Given task A: From the records below, select and copy every line that contains the string "dark". Matching is case-sensitive.

Excerpted text:

4. In the DimTime table, we have columns that return a Month Number or Month Name like April, May, June etc. However when a month is used to slice a measure, the user won’t be able to tell in which year the month is falling. For example, if you look at the figure below, it is impossible to tell in which year the month of July is falling under. The same is applicable for Quarters as well. The other problem with this data the way it currently is, is that there is no uniqueness in the Month attribute of the Date dimension. Without uniqueness, we will not be able to create attribute relationships (and attribute relationships are a very critical part of SSAS project design).

5. To address these issues, we will need to create new calculated columns in the DimTime table. For example, we will create a new calculated column (say MonthName) and assign a concatenated value of EnglishMonthName + CalendarYear. The result of this can be seen in the figure below –

6. Add a new calculated column to the DimTime table.

7. Specify MonthName as the Column name and assign the following expression to it.

Information shown:
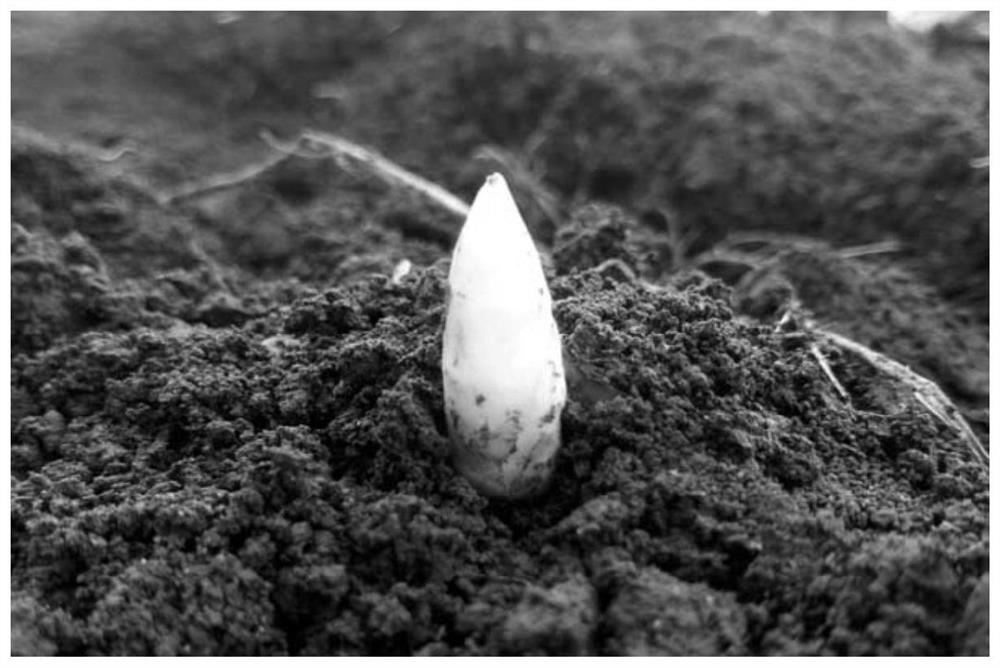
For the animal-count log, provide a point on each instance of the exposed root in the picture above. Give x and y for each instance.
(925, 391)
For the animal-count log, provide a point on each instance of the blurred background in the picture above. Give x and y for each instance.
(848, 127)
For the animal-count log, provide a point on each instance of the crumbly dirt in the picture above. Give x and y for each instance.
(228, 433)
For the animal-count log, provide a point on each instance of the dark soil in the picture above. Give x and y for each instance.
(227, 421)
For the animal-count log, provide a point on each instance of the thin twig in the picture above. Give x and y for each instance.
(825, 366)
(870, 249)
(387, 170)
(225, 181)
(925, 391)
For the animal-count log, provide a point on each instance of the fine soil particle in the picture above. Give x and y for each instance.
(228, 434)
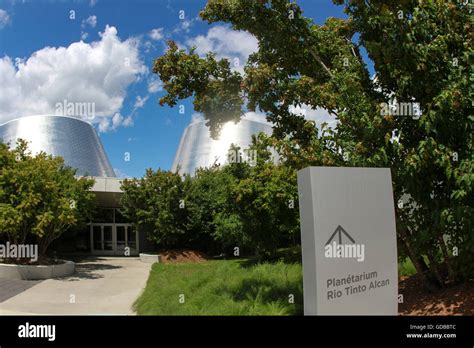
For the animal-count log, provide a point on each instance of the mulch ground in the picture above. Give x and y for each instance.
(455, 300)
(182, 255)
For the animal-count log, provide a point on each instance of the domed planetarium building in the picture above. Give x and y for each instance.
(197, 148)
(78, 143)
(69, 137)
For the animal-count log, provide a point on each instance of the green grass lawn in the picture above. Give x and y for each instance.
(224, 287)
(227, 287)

--

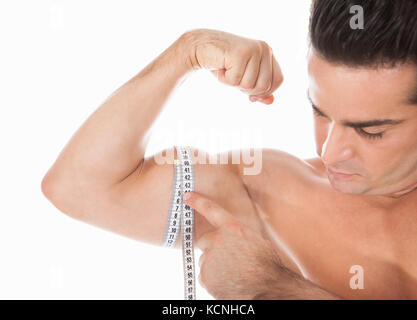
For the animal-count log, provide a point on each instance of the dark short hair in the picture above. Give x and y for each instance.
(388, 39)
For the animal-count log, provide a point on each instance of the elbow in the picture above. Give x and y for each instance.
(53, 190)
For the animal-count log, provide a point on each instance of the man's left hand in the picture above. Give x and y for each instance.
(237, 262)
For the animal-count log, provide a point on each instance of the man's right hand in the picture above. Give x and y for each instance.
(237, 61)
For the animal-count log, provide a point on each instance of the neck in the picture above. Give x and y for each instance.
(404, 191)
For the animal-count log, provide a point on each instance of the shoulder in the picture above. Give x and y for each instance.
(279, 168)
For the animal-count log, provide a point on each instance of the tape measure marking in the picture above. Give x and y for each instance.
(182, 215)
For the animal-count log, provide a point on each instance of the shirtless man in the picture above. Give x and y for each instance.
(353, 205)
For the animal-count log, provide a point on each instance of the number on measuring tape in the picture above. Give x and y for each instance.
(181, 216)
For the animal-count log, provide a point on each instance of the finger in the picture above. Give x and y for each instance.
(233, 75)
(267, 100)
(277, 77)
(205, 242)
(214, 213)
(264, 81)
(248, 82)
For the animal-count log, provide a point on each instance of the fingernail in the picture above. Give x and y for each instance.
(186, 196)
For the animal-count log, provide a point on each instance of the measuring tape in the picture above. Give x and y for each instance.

--

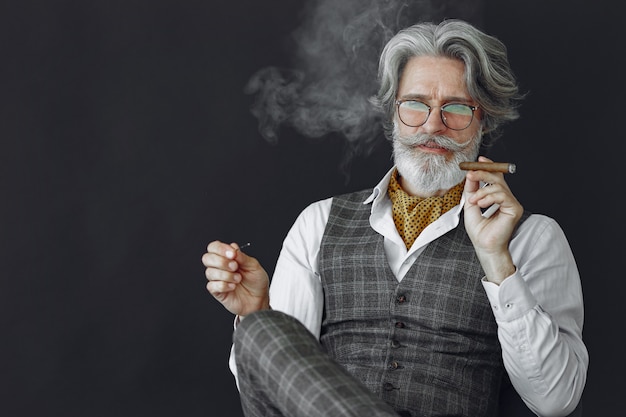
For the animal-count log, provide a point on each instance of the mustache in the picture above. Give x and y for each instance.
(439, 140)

Given task B: Translate this sentence from the text about the DimTime table above into Spanish: "To address these issues, we will need to create new calculated columns in the DimTime table."

Complete output A:
For the animal-count log, provide a point on each instance of the dark soil in the picture above. Give x and y for each instance.
For the animal-count log, provide a point on each instance of the dark short hair in the picture above. Give x and y for each instance.

Complete output B: Para resolver estos problemas, tendremos que crear nuevas columnas calculadas en la tabla DimTime.